— begin Exercise material —

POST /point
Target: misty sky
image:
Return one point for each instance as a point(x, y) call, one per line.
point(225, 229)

— end Exercise material —
— begin Exercise material —

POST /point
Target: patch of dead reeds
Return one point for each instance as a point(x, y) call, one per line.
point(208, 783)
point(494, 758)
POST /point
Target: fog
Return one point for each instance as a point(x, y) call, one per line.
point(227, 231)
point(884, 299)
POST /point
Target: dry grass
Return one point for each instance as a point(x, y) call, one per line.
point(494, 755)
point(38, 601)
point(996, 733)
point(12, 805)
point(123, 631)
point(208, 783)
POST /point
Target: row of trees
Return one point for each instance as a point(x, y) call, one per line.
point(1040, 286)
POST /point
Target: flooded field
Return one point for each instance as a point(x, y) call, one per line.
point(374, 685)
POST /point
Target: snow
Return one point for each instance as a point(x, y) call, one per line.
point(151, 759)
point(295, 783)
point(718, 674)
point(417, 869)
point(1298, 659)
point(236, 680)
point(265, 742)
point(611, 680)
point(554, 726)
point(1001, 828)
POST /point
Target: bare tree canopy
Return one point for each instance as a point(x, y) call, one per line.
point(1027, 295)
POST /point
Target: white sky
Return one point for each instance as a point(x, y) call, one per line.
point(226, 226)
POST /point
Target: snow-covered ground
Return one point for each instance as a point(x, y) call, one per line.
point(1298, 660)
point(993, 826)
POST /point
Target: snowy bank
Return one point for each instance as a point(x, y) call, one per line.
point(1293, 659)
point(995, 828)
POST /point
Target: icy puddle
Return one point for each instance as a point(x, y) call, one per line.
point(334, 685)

— end Exercise material —

How many lines of the material above contain the string "Target"? Reply with the number only.

12